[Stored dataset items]
=== Begin Enclosure ===

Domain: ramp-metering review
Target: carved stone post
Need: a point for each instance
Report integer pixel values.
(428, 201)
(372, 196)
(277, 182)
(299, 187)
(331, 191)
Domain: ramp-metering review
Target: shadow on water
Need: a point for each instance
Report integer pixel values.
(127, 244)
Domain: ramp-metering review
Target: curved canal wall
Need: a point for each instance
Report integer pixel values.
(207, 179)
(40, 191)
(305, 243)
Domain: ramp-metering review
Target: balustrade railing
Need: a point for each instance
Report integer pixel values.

=== End Enclosure ===

Task directions >>
All lines of the records above that contain the word "Target" are to be copied out.

Task answer >>
Target: carved stone post
Target: shadow on water
Target: curved canal wall
Target: balustrade railing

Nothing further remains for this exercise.